## TEXT EXTRACT
---

Dec 1st, 2025; - min read

Writing a Custom and Faster Driver for the STM32 Family of Microcontrollers

Part 1 - Initial Setup

Motivations

To keep short, doing this makes you end up with cleaner code, faster compilaton time, more memory available for you to use as you want and less buggy-prone code. Here's a complete list:

Have only the code needed on your application. I'll talk more about this on the next chapters and how this is critical for faster, lighter and optimized applications.
The more you understand about the low-level register set-clear process, the better you can debug and understand what is happening under the hood.
Be closer to the design aspects of the microcontroller, where you grasp why design choises were made and how it influences hardware performance.
If you're cost constrained, you can select a smaller flash size and have even more space for application data than selecting a bigger one and storing lots of unnused compiled library code.
Simply because it's fun! You can say to your friends that you now live between sanity border when programming.

As mentioned on book Bare-Metal Embedded C Programming^[1]:

Bare-metal programming is all about working directly with the registers in the microcontroller without going through a library [...]. This approach enables us to optimize our firmware for speed and efficiency, which are two very important parameters in embedded systems where resources are limited.

- Israel Gbati^[1]

There are multiple layers companies like ST make available for progammers that need to develop a Microcontroller application. This is done so that developers with multiple experience levels can program to the target, which makes the microcontrollers more "accessible". Of course, that comes with a cost.

The table below showcases the different levels available and their main characteristics:

Layer	Complexity Level	Optimization Level	Suitable for
MAINSTREAM FRAMEWORKS (ex ARDUINO)	Easiest	Lowest	Suitable for Students, Hobbists, Quick Prototyping
HARDWARE ABSTRACTION LAYER (HAL)	Easy	Average	Firmware Developers (Beginners), Highly Verbose
LOW LEVEL LAYER (LL)	Average	Good	Used for a mix of portability and optimizaiton. More advanced controlls.
BARE-METAL C	Hard	Great	Granular controll and memory optimized. Used on final product lines.
ASSEMBLY	Hardest	Great, but dangerous	Not very used since it is extremely time-consuming to implement and have limited portability

Requirements

The below list is a what I consider a must. It's important to state that learning Bare-metal C using a micrcontroller can be a plesant experience or just hell depending on the tools you have.

the nucelo-wb55 development board — *The NUCLEO Board used to develop the driver*

An IDE that have an interface for exploring memory, and tools to help debug microcontrollers. ST themselves have an IDE that's called STMCubeIDE. Since most developers have one that they already code, CLion, which is free at the of this writting and will be the tool used, or even Visual Studio Code can be used with some extensions. If you're in doubt, pick STMCubeIDE which is the safest option.

---

## DATA PROVIDED

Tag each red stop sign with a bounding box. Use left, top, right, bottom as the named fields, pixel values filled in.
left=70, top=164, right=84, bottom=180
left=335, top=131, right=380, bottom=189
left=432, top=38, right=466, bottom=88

---

## WHAT YOU WILL DO
[1] Reproduce word for word the stretch of the STM32 driver article from "The more you" through "influences hardware performance.".
[2] Answer these questions from the STM32 driver article:
(a) Which book is quoted on bare-metal programming?
(b) In the table, what optimization level is given for the Hardware Abstraction Layer (HAL)?
(c) Which tool does the article say will be used?
The listing is separate material, unrelated to the STM32 driver article.

## EXERCISE SOLUTIONS
[1]
The more you understand about the low-level register set-clear process, the better you can debug and understand what is happening under the hood.
Be closer to the design aspects of the microcontroller, where you grasp why design choises were made and how it influences hardware performance.

[2]
(a) Bare-Metal Embedded C Programming
(b) Average
(c) CLion